[Box annotations for the photos]:
▼

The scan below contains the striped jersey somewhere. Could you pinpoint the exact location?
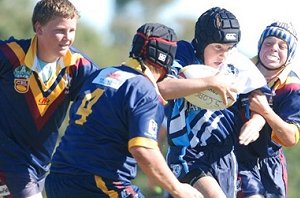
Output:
[167,41,242,168]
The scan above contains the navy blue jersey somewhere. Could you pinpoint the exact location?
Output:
[0,37,97,182]
[236,58,300,197]
[237,60,300,161]
[51,60,164,182]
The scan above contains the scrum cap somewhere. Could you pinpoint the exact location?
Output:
[193,7,241,60]
[129,23,177,72]
[258,21,298,64]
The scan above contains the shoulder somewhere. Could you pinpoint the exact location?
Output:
[175,40,200,66]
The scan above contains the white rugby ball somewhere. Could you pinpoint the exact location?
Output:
[179,64,235,110]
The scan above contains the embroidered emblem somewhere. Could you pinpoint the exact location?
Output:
[146,119,158,139]
[39,97,50,105]
[14,65,32,93]
[65,72,72,94]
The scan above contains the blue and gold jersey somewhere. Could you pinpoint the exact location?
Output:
[0,37,98,178]
[51,59,164,182]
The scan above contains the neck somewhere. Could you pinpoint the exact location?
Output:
[257,63,284,82]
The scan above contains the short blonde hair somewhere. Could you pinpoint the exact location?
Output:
[31,0,80,32]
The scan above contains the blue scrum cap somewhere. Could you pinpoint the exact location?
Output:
[258,21,298,64]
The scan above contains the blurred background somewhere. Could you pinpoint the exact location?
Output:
[0,0,300,198]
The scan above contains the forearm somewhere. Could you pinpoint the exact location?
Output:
[264,110,299,147]
[130,147,180,196]
[158,78,208,100]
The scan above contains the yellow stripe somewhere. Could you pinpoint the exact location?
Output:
[128,137,159,150]
[95,175,118,198]
[29,75,65,116]
[7,42,25,64]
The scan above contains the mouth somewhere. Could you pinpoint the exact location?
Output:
[266,54,279,61]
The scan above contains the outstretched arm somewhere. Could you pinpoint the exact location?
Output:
[158,73,237,105]
[249,91,299,147]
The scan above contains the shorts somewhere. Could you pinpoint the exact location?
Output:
[238,151,287,198]
[0,172,45,198]
[45,172,144,198]
[170,148,237,197]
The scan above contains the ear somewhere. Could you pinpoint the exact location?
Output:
[34,22,43,34]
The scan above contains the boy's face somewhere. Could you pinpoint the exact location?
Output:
[204,43,234,68]
[36,17,77,62]
[259,36,288,69]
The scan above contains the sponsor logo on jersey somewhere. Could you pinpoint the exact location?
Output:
[170,164,182,177]
[39,97,50,105]
[225,33,237,41]
[14,65,32,93]
[0,184,10,197]
[146,119,158,139]
[158,53,167,62]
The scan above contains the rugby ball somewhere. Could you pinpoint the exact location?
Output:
[179,64,235,110]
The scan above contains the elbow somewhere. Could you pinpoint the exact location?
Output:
[279,137,298,148]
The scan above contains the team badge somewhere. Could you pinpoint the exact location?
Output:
[14,65,32,93]
[146,119,158,139]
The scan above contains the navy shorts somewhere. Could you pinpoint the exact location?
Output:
[45,173,144,198]
[238,151,287,198]
[0,172,45,197]
[170,151,237,197]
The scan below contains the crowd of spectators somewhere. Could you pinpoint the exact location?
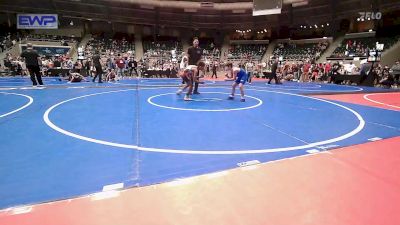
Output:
[227,44,267,61]
[142,37,183,70]
[331,37,399,58]
[273,42,329,61]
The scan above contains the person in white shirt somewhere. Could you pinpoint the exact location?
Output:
[245,61,254,84]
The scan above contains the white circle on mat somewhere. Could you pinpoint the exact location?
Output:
[43,88,365,155]
[0,92,33,118]
[147,92,263,112]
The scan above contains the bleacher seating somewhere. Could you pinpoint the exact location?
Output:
[143,36,183,69]
[85,36,135,55]
[331,37,399,58]
[273,42,329,61]
[25,34,81,43]
[199,38,221,60]
[228,44,267,61]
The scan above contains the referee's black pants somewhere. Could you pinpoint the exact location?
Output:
[26,65,43,86]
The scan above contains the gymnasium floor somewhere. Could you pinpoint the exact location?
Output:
[0,78,400,224]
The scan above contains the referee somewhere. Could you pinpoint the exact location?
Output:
[188,37,203,95]
[21,43,43,87]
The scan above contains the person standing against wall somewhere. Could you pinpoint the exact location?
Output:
[21,43,43,87]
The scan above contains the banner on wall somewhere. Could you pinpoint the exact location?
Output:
[17,14,58,29]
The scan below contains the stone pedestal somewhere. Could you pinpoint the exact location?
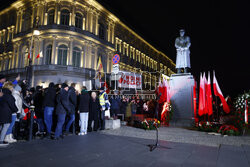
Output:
[105,119,121,129]
[170,73,194,127]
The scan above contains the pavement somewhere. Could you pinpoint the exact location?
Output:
[0,128,250,167]
[101,126,250,147]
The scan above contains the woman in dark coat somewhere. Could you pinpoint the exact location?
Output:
[88,92,101,132]
[0,83,18,146]
[54,83,70,140]
[43,82,56,137]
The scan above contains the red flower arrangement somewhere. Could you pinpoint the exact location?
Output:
[218,125,240,136]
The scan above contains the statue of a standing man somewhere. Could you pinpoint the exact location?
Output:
[175,29,191,74]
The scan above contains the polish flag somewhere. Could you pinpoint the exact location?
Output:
[198,74,205,116]
[159,78,167,103]
[245,100,248,124]
[206,72,213,115]
[193,81,198,123]
[36,51,43,59]
[165,79,171,103]
[213,72,230,113]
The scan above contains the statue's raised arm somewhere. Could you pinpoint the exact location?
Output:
[175,29,191,73]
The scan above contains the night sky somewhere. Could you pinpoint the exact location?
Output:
[0,0,250,97]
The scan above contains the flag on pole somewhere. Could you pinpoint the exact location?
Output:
[213,72,230,113]
[103,81,110,94]
[36,51,43,59]
[203,72,208,114]
[206,71,213,115]
[94,57,104,88]
[159,78,167,103]
[198,73,205,116]
[245,100,248,124]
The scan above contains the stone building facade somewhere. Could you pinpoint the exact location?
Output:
[0,0,175,90]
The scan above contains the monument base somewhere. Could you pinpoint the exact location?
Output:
[170,73,195,127]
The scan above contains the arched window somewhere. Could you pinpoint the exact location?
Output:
[45,45,52,65]
[61,9,69,25]
[22,10,32,31]
[99,23,106,40]
[48,10,55,25]
[72,47,81,67]
[75,13,83,29]
[57,45,68,66]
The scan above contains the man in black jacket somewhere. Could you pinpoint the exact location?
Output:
[43,82,56,137]
[0,83,18,146]
[79,86,90,135]
[65,83,77,134]
[54,83,70,140]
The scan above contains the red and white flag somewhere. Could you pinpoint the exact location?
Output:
[245,100,248,124]
[36,51,43,59]
[206,72,213,115]
[193,81,199,123]
[203,72,208,114]
[198,73,205,116]
[213,72,230,113]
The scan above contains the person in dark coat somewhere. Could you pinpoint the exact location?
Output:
[53,83,71,140]
[34,86,45,134]
[110,91,122,118]
[65,83,77,134]
[43,82,56,137]
[79,86,90,135]
[0,82,18,146]
[88,92,101,132]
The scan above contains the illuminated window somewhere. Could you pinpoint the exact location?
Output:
[72,47,81,67]
[48,10,55,25]
[22,10,31,31]
[75,13,83,29]
[61,9,69,25]
[45,45,52,64]
[57,45,68,66]
[99,23,106,40]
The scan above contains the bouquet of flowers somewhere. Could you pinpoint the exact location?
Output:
[196,121,219,132]
[218,125,240,136]
[234,91,250,130]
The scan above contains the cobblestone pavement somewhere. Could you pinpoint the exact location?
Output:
[101,126,250,147]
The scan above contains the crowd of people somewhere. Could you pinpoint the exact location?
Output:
[0,75,154,146]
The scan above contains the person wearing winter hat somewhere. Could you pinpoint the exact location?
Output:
[4,85,25,143]
[53,83,70,140]
[0,82,18,146]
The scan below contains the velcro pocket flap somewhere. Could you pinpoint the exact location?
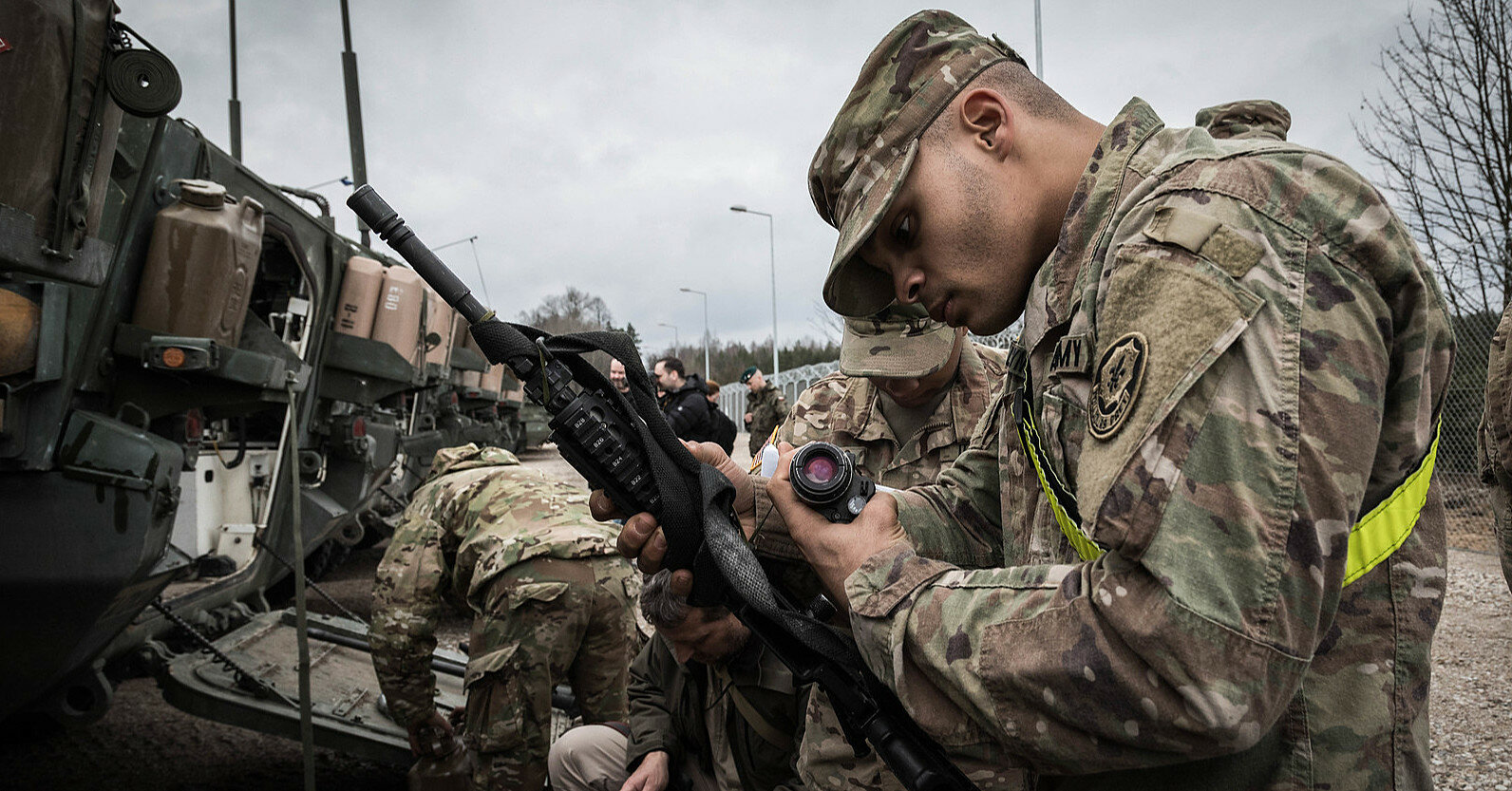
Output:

▲

[Problem requirements]:
Quote all of the items above word for word, leaving out the pictures.

[The answer]:
The scan below contains the striped jersey somewhere. Could you pinpoint the exact location?
Output:
[167,41,242,168]
The scan above contains the navy blue jersey somewhere. Could you pinpoint the exact location?
Output:
[0,37,97,182]
[236,58,300,197]
[237,60,300,161]
[51,60,164,182]
The scan above contains the scrum cap somewhere. Could you pinpoint the exact location?
Output:
[193,7,241,60]
[129,23,177,72]
[258,21,298,64]
The scan above contains the shoulder somewhere. Could you pinpoint the exact location?
Output:
[175,40,200,66]
The scan above contains the white rugby ball somewhere. Could you pinpoint the exact location?
Output:
[179,64,235,110]
The scan above contains the embroidered emblem somewhere. Could you pinpoint the exact location?
Output:
[146,119,158,139]
[39,97,50,105]
[14,65,32,93]
[65,72,72,94]
The scan above contains the blue and gold jersey somewhere. Could you pinpoint the exact location?
Output:
[0,37,98,178]
[51,59,164,182]
The scan above contains the neck somewhere. Could you pinpoint the exact location?
Output:
[257,63,284,82]
The scan above contains the short blonde hair somewhere. Could you pinpoint the exact location?
Output:
[31,0,80,32]
The scan above contains the blue scrum cap somewhere. Could you pinpoint the exact location?
Output:
[258,21,298,64]
The scan above contains the blurred background somewhere. Could you pinpoint the exact location?
Output:
[0,0,300,198]
The scan above contains the forearm somewhere. Could you pinpoint the exact location?
Output:
[264,110,299,147]
[130,147,180,196]
[158,78,208,100]
The scan above contains the yellow stripe somewhere. Could you pinpoint the exact location?
Output:
[128,137,159,150]
[95,175,118,198]
[29,75,65,116]
[7,42,25,64]
The scan above contains the mouth somewhere. Could you pinpoint the exact location?
Output:
[266,54,279,61]
The scan above contains the outstretched arm somewhere. Could you pinpoint the exact location?
Output:
[158,73,237,105]
[249,91,299,147]
The scan above contains the shorts somewhere. Could you pinpoint the exact location?
Output:
[238,151,287,198]
[0,172,45,198]
[45,172,144,198]
[170,148,237,197]
The scan above contains the ear somewhere. Could you pinpoint the exact location?
Output:
[34,22,43,34]
The scan above contains the boy's face somewhere. Could you pinpoint the exact location?
Output:
[204,43,234,68]
[36,17,77,62]
[259,36,288,69]
The scan above contains the sponsor logo on jersey somewhere. Could you pinpoint the exact location?
Output:
[170,164,182,177]
[39,97,50,105]
[225,33,237,41]
[14,65,32,93]
[0,184,10,197]
[146,119,158,139]
[158,53,167,62]
The scan above contains the rugby ball somewhere. Could you pinpoint the exact location?
Output:
[179,64,235,110]
The scan above contains the elbow somewhere. Could you pinpoint the exact location?
Output:
[279,137,298,148]
The scan above contains the team badge somewhere. Could you pinpoint the exact location?
Output:
[14,65,32,93]
[146,119,158,139]
The scan above contains the navy shorts somewhere. Could you pinpoint the exact location?
Output:
[45,173,144,198]
[238,151,287,198]
[0,172,45,197]
[170,151,237,197]
The scan below contains the crowd of spectators somewhere. Could you pinpoint the exact location?
Output:
[227,44,267,61]
[142,37,183,70]
[331,37,399,58]
[273,42,329,61]
The scan above contains the person in white shirt somewhere. Could you pinpoint the exact location?
Output:
[245,61,254,84]
The scan above contains the white circle on mat somewhere. Could you pinpoint the exact location?
Output:
[43,88,365,155]
[0,92,33,118]
[147,92,263,112]
The scan above contains the bleacher seating somewhere. Could you pinpoint the exact location?
Output:
[143,36,183,69]
[85,36,135,55]
[331,37,399,58]
[273,42,329,61]
[25,34,81,43]
[199,38,221,60]
[228,44,267,61]
The scan above contains the referee's black pants somewhere. Could you pinpoint the exact location?
Output:
[26,65,43,86]
The scan above contains the gymnasium floor somewhere. Could you pinpoint the exact location?
Output:
[0,78,400,224]
The scan above contains the referee somewhere. Could you pinpoint the exact location?
Output:
[188,37,203,95]
[21,43,43,87]
The scan above contains the person standing against wall somewhere. Could you pinpoint the exact location?
Output:
[21,43,43,87]
The scan above contains the banner on wall somewhere. Could you pinpoint the exact location?
Output:
[17,14,58,29]
The scan below contains the stone pedestal somewhere. Could you pinpoint the exact location?
Output:
[105,119,121,129]
[170,73,194,127]
The scan above contains the pavement somewhere. Could you pinpoint the exact location?
Output:
[0,128,250,167]
[101,126,250,147]
The scan above contains the woman in dark coat somewhere. Could you pinpoint the exact location?
Output:
[88,92,101,132]
[0,83,18,146]
[54,83,70,140]
[43,82,56,137]
The scan above contains the red flower arrangement somewhere. Could you pinpoint the exact location?
Output:
[218,125,240,136]
The scan above contains the statue of a standing man somewhere. Could you pinpoint the exact location?
Output:
[175,29,191,74]
The scan above contains the polish flag somewhere. Could you pinpoint the exact location?
Output:
[198,74,205,116]
[159,78,167,103]
[245,100,248,124]
[206,72,213,115]
[193,81,198,123]
[36,51,43,59]
[165,79,171,103]
[213,72,230,113]
The scan above contains the statue's raised arm somewhere. Could you pinpoint the exact location?
Output:
[175,29,191,73]
The scan above contains the night sky somewhere. Could you pinpoint the exact location?
Output:
[0,0,250,97]
The scan above contains the flag on pole somewhere. Could you pinpoint the exact location?
Output:
[213,72,230,113]
[103,81,110,94]
[36,51,43,59]
[203,72,208,114]
[206,71,213,115]
[94,57,104,88]
[159,78,167,103]
[198,73,205,116]
[245,100,248,124]
The scan above contains the stone building facade somewhere. Could you pinpoint the exact location?
Output:
[0,0,175,90]
The scan above contains the monument base somewhere. Could you pinpoint the exact location?
Output:
[170,73,195,127]
The scan above contains the arched window somewhere. Could you pinpoint the exact location?
Output:
[45,45,52,65]
[61,9,69,25]
[22,10,32,31]
[99,23,106,40]
[48,10,55,25]
[72,47,81,67]
[75,13,83,29]
[57,45,68,66]
The scan above contains the man in black jacket somewhere. Could you pinpoint the exact location?
Output:
[43,82,56,137]
[0,83,18,146]
[79,86,90,135]
[65,83,77,134]
[54,83,70,140]
The scan above contains the red and white flag somewhere. Could you pinpoint the exact location?
Output:
[245,100,248,124]
[36,51,43,59]
[206,72,213,115]
[193,81,199,123]
[203,72,208,114]
[198,73,205,116]
[213,72,230,113]
The scan above contains the person in dark coat somewhere. Could you pinpoint the exact location?
Output:
[53,83,71,140]
[34,86,45,134]
[110,91,122,118]
[65,83,77,134]
[43,82,56,137]
[79,86,90,135]
[0,82,18,146]
[88,92,101,132]
The scan above contains the illuminated window somewhere. Could you pinpoint the exact location?
Output:
[72,47,81,67]
[48,10,55,25]
[22,10,31,31]
[75,13,83,29]
[61,9,69,25]
[45,45,52,64]
[57,45,68,66]
[99,23,106,40]
The scan above contains the bouquet of flowers somewhere. Could you pinpoint the exact location?
Output:
[196,121,219,132]
[218,125,240,136]
[234,91,250,130]
The scan above contains the cobblestone pavement somewhere. Could you pinpoint the exact location?
Output:
[101,126,250,147]
The scan above contains the crowd of people somewhere. Could you pinpoint the exact location?
Output:
[0,75,154,146]
The scan above contains the person wearing winter hat somewhere. Could you pinpoint the exact location?
Output:
[4,85,25,143]
[53,83,70,140]
[0,82,18,146]
The scan below contains the velcro pocket flap somewhere. Could you pinpoint the exact location?
Output:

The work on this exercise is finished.